---------- Page text ----------

Experiential learning resources for the innovative educator
Do you ever wonder how to use experiential learning in the classroom, and not just in any classroom, but in YOUR classroom? In YOUR school? In YOUR homeschool? How do experiential learning schools, homeschools, or programs, do it? How do they structure the day, the week, the year?
It might be difficult to wrap your mind around adding experiential learning to a "school like yours”, or envision how that would even work in your learning environment whether that be a classroom, outdoor school, homeschool, etc.
You might not have the support of admin, your colleagues, or if you are a homeschool parent, your partner. They are skeptical or feel it is a daunting undertaking. You might not have the flexibility that you think you need such as bringing students out into the world. You might think your learning day or your teaching structure is not conducive to experiential learning.
But experiential learning is personalized for schools and teachers just as it is personalized for students, so there is no one right way or one universal requirement for how much or how you use experiential learning in your classroom.
If any of the obstacles mentioned resonate with you, understand that you can be experimental, exploratory, and flexible with how you use experiential learning in the classroom. In YOUR classroom.
Experiential learning schools have their own methods of delivering and implementing experiential learning opportunities to their students. My high school had a very specific schedule that took years of trial, error and adjusting to arrive upon, and that schedule or that learning day is still always evolving.
A variety of factors play into how we have determined an experiential learning schedule for our experiential learning school. A neighboring experiential learning school does things very differently than we do, for example, because they are in a rural area, we are in the city.
They have access to different resources than we do such as proximity to public transportation, museums, natural spaces, etc. Our student populations are very different coming from a diverse array of backgrounds and life experiences. So again, our learning days are personalized for our situation and our students.
The same goes for teachers that work at traditional schools. Project-based learning, for example, is experiential in nature, and it is taking traditional schools all over the globe by storm. The difference is in how they use experiential learning in the classroom and how much.

----------

Given exercise: Reproduce the experiential learning text starting with "They have access" and going on through "and how much.", changing "traditional schools" to "conventional schools".

---------- Record extracts ----------

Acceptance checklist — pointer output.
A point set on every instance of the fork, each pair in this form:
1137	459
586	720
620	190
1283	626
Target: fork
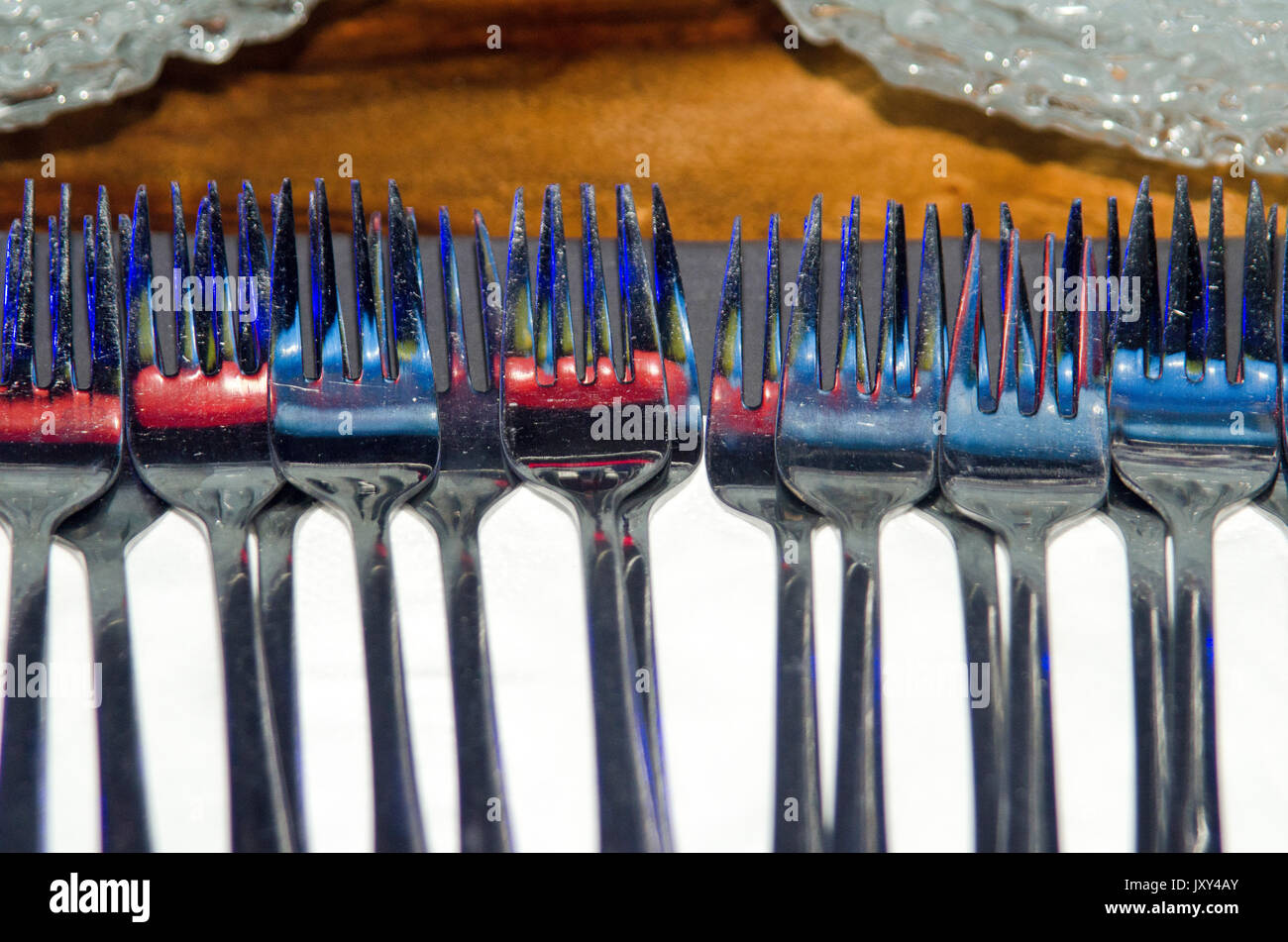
743	475
1194	443
102	533
361	438
198	439
472	476
977	575
857	455
684	413
553	418
1035	461
59	450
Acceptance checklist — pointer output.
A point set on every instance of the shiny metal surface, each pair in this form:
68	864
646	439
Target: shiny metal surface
553	418
743	473
361	438
198	439
686	401
1024	460
60	446
472	477
1194	443
857	453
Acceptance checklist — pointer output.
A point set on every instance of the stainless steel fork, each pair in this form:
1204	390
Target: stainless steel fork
60	446
592	438
743	473
1194	443
1035	460
472	477
198	438
858	453
361	438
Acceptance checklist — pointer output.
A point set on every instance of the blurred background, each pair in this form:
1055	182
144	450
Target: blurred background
709	100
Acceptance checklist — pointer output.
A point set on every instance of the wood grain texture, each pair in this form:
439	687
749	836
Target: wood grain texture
732	123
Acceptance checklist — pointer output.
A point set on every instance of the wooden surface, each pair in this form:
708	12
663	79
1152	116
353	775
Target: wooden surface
730	120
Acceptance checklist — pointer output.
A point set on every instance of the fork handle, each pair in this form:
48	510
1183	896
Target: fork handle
262	818
484	818
124	824
398	820
799	805
1194	824
627	820
639	594
24	734
859	820
1030	816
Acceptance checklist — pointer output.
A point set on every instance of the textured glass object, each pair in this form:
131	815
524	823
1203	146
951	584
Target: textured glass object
59	54
1189	80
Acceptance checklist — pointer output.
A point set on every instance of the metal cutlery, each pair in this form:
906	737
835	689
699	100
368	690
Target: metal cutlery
554	420
1194	442
198	438
743	473
60	446
857	453
1025	460
361	438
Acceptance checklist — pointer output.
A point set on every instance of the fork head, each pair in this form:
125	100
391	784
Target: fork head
1190	435
59	434
359	424
867	446
1034	451
590	434
197	379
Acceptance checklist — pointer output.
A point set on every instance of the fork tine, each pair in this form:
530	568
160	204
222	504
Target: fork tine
518	288
1137	328
224	317
803	340
210	328
773	305
287	343
252	263
1258	292
454	317
364	295
593	296
673	317
640	328
1091	332
967	364
928	376
894	372
1184	304
726	362
851	353
184	353
1019	352
63	373
104	308
407	300
331	352
489	301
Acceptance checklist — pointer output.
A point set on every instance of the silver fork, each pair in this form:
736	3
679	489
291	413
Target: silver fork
1034	463
858	453
198	438
59	448
1194	443
361	438
684	407
743	473
472	477
553	421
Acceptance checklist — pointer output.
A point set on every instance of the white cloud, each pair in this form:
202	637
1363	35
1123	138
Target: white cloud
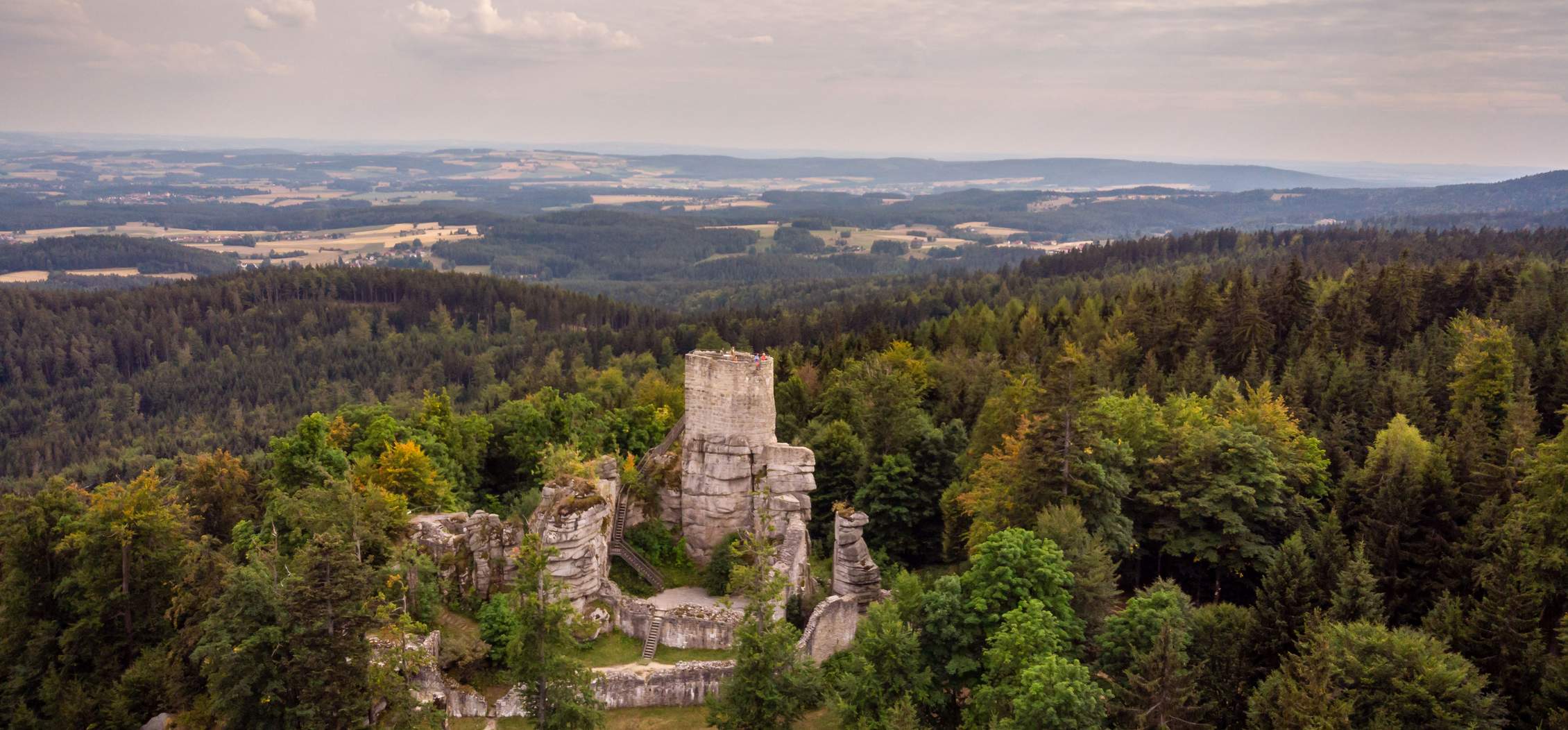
62	28
486	32
281	13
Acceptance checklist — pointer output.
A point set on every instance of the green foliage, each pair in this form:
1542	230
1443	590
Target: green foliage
774	685
306	457
1159	690
878	672
1401	506
1285	602
1366	675
1357	599
1158	609
717	572
1222	661
1028	681
653	541
842	461
1095	593
557	688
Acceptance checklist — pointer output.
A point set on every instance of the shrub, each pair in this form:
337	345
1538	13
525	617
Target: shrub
715	578
497	622
653	541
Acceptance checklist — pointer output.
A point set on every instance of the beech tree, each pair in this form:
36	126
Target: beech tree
1365	675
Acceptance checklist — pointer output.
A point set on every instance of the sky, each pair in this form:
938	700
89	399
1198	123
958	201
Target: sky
1390	80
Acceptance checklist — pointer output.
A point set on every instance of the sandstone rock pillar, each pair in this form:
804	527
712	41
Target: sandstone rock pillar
855	575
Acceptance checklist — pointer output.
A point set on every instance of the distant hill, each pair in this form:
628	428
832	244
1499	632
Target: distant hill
1053	171
112	252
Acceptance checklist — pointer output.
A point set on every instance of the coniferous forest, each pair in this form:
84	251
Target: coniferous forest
1219	479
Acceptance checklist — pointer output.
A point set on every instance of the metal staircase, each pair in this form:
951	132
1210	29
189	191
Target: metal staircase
656	627
618	545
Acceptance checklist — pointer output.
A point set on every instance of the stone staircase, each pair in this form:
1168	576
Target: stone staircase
618	545
656	627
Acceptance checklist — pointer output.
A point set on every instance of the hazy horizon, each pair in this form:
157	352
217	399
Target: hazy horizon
1327	80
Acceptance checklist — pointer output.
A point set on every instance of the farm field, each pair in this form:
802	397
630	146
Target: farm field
318	247
863	237
988	230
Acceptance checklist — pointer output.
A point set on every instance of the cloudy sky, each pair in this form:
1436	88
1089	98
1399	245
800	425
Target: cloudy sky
1391	80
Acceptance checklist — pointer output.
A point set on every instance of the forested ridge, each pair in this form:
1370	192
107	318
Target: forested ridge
1219	479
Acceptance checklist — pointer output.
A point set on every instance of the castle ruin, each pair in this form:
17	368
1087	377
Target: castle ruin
734	473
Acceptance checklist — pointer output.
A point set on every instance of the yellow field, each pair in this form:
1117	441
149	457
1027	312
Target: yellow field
622	200
1050	203
988	230
728	203
35	275
316	246
281	195
861	237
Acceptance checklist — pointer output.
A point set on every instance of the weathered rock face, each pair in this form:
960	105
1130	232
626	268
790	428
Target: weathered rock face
730	456
855	575
472	552
830	629
581	536
683	685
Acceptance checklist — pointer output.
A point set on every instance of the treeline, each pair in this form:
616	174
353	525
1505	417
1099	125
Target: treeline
1151	211
596	244
112	252
1229	479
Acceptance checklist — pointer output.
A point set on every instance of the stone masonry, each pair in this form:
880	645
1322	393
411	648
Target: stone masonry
730	452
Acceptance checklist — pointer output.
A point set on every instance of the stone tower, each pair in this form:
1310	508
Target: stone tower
733	468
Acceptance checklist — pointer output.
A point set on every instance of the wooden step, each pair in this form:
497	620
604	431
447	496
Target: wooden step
656	627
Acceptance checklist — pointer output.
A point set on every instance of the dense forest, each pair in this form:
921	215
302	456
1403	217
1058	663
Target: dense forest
1220	479
112	252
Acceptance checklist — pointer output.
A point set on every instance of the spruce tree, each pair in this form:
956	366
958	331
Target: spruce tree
1285	602
774	685
1357	597
1159	690
559	695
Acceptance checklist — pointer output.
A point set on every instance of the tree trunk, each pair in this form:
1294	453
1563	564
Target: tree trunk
541	708
124	586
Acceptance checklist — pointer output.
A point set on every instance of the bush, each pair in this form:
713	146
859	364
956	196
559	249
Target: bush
715	578
497	622
653	541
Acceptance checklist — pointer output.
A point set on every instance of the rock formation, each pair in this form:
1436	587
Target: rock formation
734	473
574	517
472	552
855	575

----------

Complete answer:
They have access to different resources than we do such as proximity to public transportation, museums, natural spaces, etc. Our student populations are very different coming from a diverse array of backgrounds and life experiences. So again, our learning days are personalized for our situation and our students.
The same goes for teachers that work at conventional schools. Project-based learning, for example, is experiential in nature, and it is taking conventional schools all over the globe by storm. The difference is in how they use experiential learning in the classroom and how much.